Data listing
:::
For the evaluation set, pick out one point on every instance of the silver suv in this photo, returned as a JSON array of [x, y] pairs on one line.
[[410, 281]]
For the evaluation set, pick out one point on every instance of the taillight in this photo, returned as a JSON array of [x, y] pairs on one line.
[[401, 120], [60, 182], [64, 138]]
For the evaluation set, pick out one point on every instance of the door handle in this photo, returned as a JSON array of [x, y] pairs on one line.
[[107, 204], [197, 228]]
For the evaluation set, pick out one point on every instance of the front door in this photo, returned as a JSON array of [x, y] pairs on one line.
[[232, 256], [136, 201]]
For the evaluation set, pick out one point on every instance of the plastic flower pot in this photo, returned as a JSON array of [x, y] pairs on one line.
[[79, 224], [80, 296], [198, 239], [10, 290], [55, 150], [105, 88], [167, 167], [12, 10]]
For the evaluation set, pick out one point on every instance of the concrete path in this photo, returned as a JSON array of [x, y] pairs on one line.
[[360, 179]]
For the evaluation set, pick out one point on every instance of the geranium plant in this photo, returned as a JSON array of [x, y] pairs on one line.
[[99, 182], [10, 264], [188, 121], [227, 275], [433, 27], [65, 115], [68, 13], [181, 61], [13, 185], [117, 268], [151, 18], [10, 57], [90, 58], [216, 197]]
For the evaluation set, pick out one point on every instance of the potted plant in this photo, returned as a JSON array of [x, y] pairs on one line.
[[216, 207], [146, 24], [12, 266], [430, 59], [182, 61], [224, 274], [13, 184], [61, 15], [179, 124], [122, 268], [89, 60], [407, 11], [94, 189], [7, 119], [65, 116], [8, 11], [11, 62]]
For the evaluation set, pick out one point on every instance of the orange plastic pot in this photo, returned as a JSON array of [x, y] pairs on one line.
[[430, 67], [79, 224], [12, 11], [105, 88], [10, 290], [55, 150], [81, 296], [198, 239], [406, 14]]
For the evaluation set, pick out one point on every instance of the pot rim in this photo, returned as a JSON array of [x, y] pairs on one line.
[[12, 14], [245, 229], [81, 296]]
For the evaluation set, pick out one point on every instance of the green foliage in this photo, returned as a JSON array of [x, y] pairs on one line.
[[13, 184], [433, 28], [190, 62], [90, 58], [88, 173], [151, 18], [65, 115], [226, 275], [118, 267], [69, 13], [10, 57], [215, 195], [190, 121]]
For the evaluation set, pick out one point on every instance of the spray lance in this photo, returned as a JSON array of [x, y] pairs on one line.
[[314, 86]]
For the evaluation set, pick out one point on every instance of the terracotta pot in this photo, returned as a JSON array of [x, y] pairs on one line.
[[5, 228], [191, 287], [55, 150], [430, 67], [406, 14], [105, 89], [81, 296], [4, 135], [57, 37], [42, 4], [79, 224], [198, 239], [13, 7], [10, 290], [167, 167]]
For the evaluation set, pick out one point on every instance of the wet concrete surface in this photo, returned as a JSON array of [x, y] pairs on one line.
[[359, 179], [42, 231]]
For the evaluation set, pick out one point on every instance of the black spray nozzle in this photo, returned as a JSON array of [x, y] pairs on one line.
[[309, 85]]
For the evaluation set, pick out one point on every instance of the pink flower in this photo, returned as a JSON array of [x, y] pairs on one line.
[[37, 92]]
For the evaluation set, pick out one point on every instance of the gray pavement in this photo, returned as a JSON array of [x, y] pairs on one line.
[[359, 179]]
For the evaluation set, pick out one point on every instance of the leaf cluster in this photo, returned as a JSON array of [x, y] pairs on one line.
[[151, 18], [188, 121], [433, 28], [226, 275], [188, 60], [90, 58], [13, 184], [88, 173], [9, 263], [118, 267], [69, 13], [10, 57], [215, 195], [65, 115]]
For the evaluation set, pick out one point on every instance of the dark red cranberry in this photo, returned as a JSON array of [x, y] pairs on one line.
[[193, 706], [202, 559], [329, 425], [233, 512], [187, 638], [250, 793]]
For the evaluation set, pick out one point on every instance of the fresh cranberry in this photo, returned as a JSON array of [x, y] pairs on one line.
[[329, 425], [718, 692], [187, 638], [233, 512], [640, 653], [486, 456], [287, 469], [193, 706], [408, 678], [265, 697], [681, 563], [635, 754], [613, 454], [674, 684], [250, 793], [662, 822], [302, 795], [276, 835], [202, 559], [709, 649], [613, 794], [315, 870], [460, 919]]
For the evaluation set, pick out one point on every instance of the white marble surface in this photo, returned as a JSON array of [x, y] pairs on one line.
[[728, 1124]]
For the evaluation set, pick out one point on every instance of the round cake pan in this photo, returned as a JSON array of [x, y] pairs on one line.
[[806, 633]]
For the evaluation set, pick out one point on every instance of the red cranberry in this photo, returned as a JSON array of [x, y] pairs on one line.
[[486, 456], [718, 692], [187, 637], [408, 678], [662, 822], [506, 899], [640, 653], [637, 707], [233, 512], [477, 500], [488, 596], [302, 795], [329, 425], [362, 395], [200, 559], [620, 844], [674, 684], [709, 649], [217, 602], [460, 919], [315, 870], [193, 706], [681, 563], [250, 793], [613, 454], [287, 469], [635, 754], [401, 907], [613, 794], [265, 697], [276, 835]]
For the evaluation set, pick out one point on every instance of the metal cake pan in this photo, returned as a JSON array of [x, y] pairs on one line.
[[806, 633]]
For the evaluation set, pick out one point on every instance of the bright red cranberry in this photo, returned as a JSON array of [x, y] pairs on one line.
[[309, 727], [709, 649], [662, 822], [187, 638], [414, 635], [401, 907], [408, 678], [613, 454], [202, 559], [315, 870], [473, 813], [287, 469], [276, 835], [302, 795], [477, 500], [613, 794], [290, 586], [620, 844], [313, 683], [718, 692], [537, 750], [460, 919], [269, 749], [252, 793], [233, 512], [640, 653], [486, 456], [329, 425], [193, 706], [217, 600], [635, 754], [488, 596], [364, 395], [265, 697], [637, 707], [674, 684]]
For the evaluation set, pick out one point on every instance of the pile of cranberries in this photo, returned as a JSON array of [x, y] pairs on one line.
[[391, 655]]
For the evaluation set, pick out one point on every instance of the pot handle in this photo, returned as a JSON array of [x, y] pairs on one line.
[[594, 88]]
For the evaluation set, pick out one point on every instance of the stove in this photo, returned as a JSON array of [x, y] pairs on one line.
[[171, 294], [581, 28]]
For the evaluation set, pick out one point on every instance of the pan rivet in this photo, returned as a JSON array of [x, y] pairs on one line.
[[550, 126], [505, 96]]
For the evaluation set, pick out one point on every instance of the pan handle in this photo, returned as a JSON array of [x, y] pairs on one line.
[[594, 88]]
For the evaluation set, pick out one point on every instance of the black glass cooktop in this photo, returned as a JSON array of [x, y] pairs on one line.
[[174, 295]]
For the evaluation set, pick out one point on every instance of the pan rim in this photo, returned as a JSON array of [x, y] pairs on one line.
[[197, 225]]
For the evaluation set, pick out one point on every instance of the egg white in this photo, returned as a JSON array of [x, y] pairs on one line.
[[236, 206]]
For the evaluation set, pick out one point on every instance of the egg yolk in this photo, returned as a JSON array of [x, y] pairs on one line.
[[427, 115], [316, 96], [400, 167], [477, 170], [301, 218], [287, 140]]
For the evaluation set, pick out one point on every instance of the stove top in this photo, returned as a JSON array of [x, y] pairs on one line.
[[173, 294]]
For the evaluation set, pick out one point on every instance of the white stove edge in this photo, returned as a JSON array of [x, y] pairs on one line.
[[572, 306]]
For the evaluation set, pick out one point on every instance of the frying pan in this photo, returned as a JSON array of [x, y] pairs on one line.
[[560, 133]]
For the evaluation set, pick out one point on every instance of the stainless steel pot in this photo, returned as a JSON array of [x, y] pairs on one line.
:::
_THE REQUEST:_
Reproduce every row above verbatim.

_THE COMPLETED TASK:_
For the evaluation set, pick out one point on every instance of the silver suv in this photo, returned as a JSON array of [x, y] pairs on one line.
[[410, 281]]
For the evaluation set, pick out one point on every instance of the taillight in this photo, returned as a JSON array of [x, y] pairs on one line.
[[401, 120], [60, 182], [64, 138]]
For the evaluation set, pick out one point on every instance of the door handle in this photo, returned as a JSON array of [x, y] pairs on one line.
[[107, 204], [197, 228]]
For the evaluation set, pick out one point on every instance of the front door in this photo, returned as a JSON array of [x, y] pairs on one line.
[[232, 256], [136, 201]]
For the evaluation set, pick out one point on every instance of the plastic flower pot in this photo, returned as a JSON array of [x, y] pairs on one line.
[[79, 224], [80, 296], [198, 239], [10, 290], [55, 150], [105, 88], [167, 167], [12, 10]]
For the evaluation set, pick out one point on every instance of the concrete path in this photo, returned as a JSON array of [x, y] pairs on one line.
[[360, 179]]
For the evaluation set, pick out one point on every instance of the geranium plant in this photo, returned as a JSON array of [x, y] pairs on one line.
[[99, 182], [10, 264], [188, 121], [227, 275], [433, 27], [65, 115], [68, 13], [181, 61], [13, 185], [117, 268], [151, 18], [10, 57], [90, 58], [216, 197]]
For the evaluation set, pick out one point on every instance of the potted plant in this photo, returned as a JSON array of [x, y] pairs on one line.
[[216, 207], [146, 24], [12, 266], [430, 59], [182, 61], [224, 274], [13, 184], [61, 15], [179, 124], [122, 268], [89, 60], [407, 11], [94, 189], [7, 119], [65, 116], [8, 11], [11, 62]]
For the evaluation set, pick out one point on every instance of the orange plastic pot in this photo, returned as a JSON array of [x, y] pairs on one line.
[[430, 67], [79, 224], [12, 11], [105, 88], [10, 290], [55, 150], [81, 296], [198, 239], [406, 14]]
For the evaluation set, pick out one point on every instance of the pot rim in this photo, returned as a JSON array of [x, y] pairs on one line.
[[12, 14], [245, 229], [81, 296]]
For the evaluation set, pick out one point on every instance of the green foliage in this photo, returned as a JSON array of [x, y] pairs on one line.
[[13, 184], [433, 28], [190, 62], [90, 58], [88, 173], [151, 18], [65, 115], [226, 275], [118, 267], [69, 13], [10, 57], [215, 195], [190, 121]]
For the evaluation set, pick out one point on every instance of the spray lance in this photo, returned as a JSON array of [x, y] pairs on one line.
[[314, 86]]
For the evaluation set, pick out one point on every instance of the terracotta pot in this photo, returned as a JSON array of [x, y] pairs on one line.
[[5, 228], [191, 287], [55, 150], [430, 67], [406, 14], [105, 89], [81, 296], [4, 135], [57, 37], [42, 4], [79, 224], [198, 239], [13, 7], [10, 290], [167, 167]]
For the evaluation set, pick out one point on every instance of the wet concrete surface in this photo, returned as a JSON array of [x, y] pairs on one line.
[[359, 179], [42, 231]]
For the evaluation set, pick out one point on every instance of the black spray nozzle in this photo, returned as a JSON array of [x, y] pairs on one line.
[[309, 85]]
For the evaluation set, pick out one point on every instance of the pink flower in this photo, returned as a JSON array of [x, y] pairs on one line.
[[37, 92]]
For the evaluation set, pick out one point on every instance of the gray pavement in this photo, returned as a JSON array of [x, y] pairs on one line.
[[359, 179]]
For the evaluation set, pick out one point on every instance of the leaf cluster in this photo, returned as a JSON array of [x, y] pairs on one line.
[[151, 18], [188, 121], [433, 28], [226, 275], [188, 60], [90, 58], [13, 184], [88, 173], [9, 263], [118, 267], [69, 13], [10, 57], [215, 195], [65, 115]]
For the evaluation set, pick out one point on every instance of the dark red cranberry in this photo, returned as a JSON array of [x, y] pairs on one line.
[[193, 706], [202, 559], [329, 425], [233, 512], [187, 638], [250, 793]]
For the evaluation set, pick out one point on every instance of the fresh cranberry in this photo, returned as a JSON array of [x, y] pairs on one line.
[[329, 425], [718, 692], [187, 638], [233, 512], [640, 653], [486, 456], [287, 469], [193, 706], [408, 678], [265, 697], [681, 563], [635, 754], [613, 454], [674, 684], [250, 793], [662, 822], [302, 795], [276, 835], [202, 559], [709, 649], [613, 794], [315, 870], [460, 919]]
For the evaluation set, pick out one point on every instance of the white marble surface in this photo, returned as a JSON array of [x, y] pairs on one line.
[[728, 1124]]
For the evaluation set, pick out one point on every instance of the round cake pan in this photo, returned as a JSON array of [x, y] pairs on one line.
[[806, 633]]
For the evaluation set, pick out one point on every instance of the red cranberry in this photo, returned as a JSON array of [x, y] pairs on one line.
[[486, 456], [718, 692], [187, 637], [408, 678], [662, 822], [506, 899], [640, 653], [637, 707], [233, 512], [477, 500], [488, 596], [302, 795], [329, 425], [362, 395], [200, 559], [620, 844], [674, 684], [709, 649], [217, 602], [460, 919], [315, 870], [193, 706], [681, 563], [250, 793], [613, 454], [287, 469], [635, 754], [401, 907], [613, 794], [265, 697], [276, 835]]
For the evaluation set, pick out one point on every instance of the metal cake pan in this photo, returned as a JSON array of [x, y] pairs on one line.
[[806, 633]]
For the evaluation set, pick out one point on every instance of the bright red cranberry in this photo, returned as a JSON array of [x, y] pairs on one line.
[[309, 727], [709, 649], [662, 822], [187, 638], [414, 635], [401, 907], [408, 678], [613, 454], [202, 559], [315, 870], [473, 813], [287, 469], [276, 835], [302, 795], [477, 500], [613, 794], [290, 586], [620, 844], [313, 683], [718, 692], [537, 750], [460, 919], [269, 749], [252, 793], [233, 512], [640, 653], [486, 456], [329, 425], [193, 706], [217, 600], [635, 754], [488, 596], [364, 395], [265, 697], [637, 707], [674, 684]]
For the evaluation set, pick out one point on every instance of the pile of cranberries in this photo, returned as a JSON array of [x, y] pairs on one line.
[[391, 655]]
For the evaluation set, pick out one point on every instance of the pot handle in this photo, returned as a JSON array of [x, y] pairs on one line.
[[594, 88]]
For the evaluation set, pick out one point on every instance of the stove in this photo, returned as a JSON array of [x, y] pairs on one line.
[[171, 294], [581, 28]]
For the evaluation set, pick out one point on every instance of the pan rivet in this photo, returned as a JSON array of [x, y] pairs on one line.
[[550, 126], [505, 96]]
For the evaluation set, pick out one point on every instance of the pan handle in this photo, returned as a JSON array of [x, y] pairs on one line.
[[594, 88]]
For the evaluation set, pick out one point on every instance of the black glass cooktop in this photo, returned as a JSON array of [x, y] pairs on one line.
[[174, 295]]
For the evaluation set, pick out one point on every instance of the pan rim in this photo, returned as a JSON array of [x, y] pairs on one line.
[[197, 225]]
For the evaluation set, pick out one point on every instance of the egg white in this photo, returned as a JSON array of [x, y] pairs on one line.
[[236, 206]]
For the evaluation set, pick out one point on every instance of the egg yolk in this photo, returned as a JSON array of [x, y] pairs on one line.
[[427, 115], [316, 96], [400, 167], [477, 170], [301, 218], [287, 140]]
For the evaluation set, pick out one point on every instance of the stove top in this photo, returned as a JSON array of [x, y] pairs on one line.
[[173, 294]]
For the evaluation set, pick out one point on every instance of the white stove edge in this photo, returned as a JSON array of [x, y] pairs on one line.
[[572, 306]]
For the evaluation set, pick out one point on every instance of the frying pan in this photo, returned as a JSON array of [x, y] pairs on one line.
[[560, 133]]
For the evaluation set, pick out one point on every instance of the stainless steel pot in this photo, returned as a JSON array of [x, y] pairs on one line.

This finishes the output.